» **What you are asked to do**: Please format every one of the entries below as a JSON list of strings, with one string for each line and blank lines omitted.

____________

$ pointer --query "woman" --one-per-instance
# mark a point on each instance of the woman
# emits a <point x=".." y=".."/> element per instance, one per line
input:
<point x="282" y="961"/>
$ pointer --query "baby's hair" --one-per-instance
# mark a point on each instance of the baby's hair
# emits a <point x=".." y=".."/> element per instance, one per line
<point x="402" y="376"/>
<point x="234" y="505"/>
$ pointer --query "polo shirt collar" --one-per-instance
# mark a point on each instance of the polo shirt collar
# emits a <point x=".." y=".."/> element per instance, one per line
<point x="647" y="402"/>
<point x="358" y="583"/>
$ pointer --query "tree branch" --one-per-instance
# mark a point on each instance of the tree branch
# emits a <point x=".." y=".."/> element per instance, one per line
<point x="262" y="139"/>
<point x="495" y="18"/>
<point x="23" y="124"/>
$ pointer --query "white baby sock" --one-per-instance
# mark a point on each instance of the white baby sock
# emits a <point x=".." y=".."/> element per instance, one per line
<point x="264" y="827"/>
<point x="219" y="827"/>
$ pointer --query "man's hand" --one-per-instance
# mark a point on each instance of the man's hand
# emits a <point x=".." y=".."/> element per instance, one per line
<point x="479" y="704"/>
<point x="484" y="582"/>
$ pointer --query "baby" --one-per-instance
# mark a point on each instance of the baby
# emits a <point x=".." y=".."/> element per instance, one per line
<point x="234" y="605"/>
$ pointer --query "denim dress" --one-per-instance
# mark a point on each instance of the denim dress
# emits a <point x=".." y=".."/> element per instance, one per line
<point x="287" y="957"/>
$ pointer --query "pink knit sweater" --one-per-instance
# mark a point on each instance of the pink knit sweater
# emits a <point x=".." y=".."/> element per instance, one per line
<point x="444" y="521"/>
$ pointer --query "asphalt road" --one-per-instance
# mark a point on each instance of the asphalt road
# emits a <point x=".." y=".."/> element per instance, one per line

____________

» **Output**:
[
  "$ pointer --query \"woman\" --one-per-instance",
  "# mark a point on each instance of the woman",
  "# emits a <point x=\"..\" y=\"..\"/> element per instance, one per line",
  "input:",
  "<point x=\"282\" y=\"961\"/>",
  "$ pointer --query \"baby's hair\" --one-per-instance",
  "# mark a point on each instance of the baby's hair",
  "# emits a <point x=\"..\" y=\"..\"/> element per instance, one per line",
  "<point x=\"402\" y=\"376\"/>",
  "<point x=\"234\" y=\"505\"/>",
  "$ pointer --query \"polo shirt collar\" --one-per-instance",
  "# mark a point on each instance of the polo shirt collar",
  "# emits a <point x=\"..\" y=\"..\"/> element per instance, one per line",
  "<point x=\"647\" y=\"402\"/>",
  "<point x=\"358\" y=\"583\"/>",
  "$ pointer --query \"tree branch\" --one-per-instance",
  "# mark a point on each instance of the tree branch",
  "# emits a <point x=\"..\" y=\"..\"/> element per instance, one per line",
  "<point x=\"262\" y=\"139\"/>",
  "<point x=\"495\" y=\"18\"/>",
  "<point x=\"23\" y=\"124\"/>",
  "$ pointer --query \"white baby sock\" --one-per-instance",
  "# mark a point on each instance of the white baby sock",
  "# emits a <point x=\"..\" y=\"..\"/> element per instance, one per line",
  "<point x=\"264\" y=\"827\"/>",
  "<point x=\"219\" y=\"827\"/>",
  "$ pointer --query \"man's hand\" --one-per-instance",
  "# mark a point on each instance of the man's hand",
  "# emits a <point x=\"..\" y=\"..\"/> element per instance, one per line",
  "<point x=\"479\" y=\"704\"/>",
  "<point x=\"484\" y=\"582\"/>",
  "$ pointer --query \"baby\" --one-per-instance",
  "# mark a point on each instance of the baby",
  "# emits a <point x=\"..\" y=\"..\"/> element per instance, one per line",
  "<point x=\"234\" y=\"605\"/>",
  "$ pointer --query \"denim dress\" --one-per-instance",
  "# mark a point on each instance of the denim dress",
  "# emits a <point x=\"..\" y=\"..\"/> element per instance, one per line",
  "<point x=\"287\" y=\"957\"/>",
  "$ pointer --query \"pink knit sweater\" --one-per-instance",
  "# mark a point on each instance of the pink knit sweater",
  "# emits a <point x=\"..\" y=\"..\"/> element per instance, one per line",
  "<point x=\"444\" y=\"521\"/>",
  "$ pointer --query \"asphalt road\" --one-per-instance",
  "# mark a point on each instance of the asphalt road",
  "# emits a <point x=\"..\" y=\"..\"/> element per instance, one per line"
]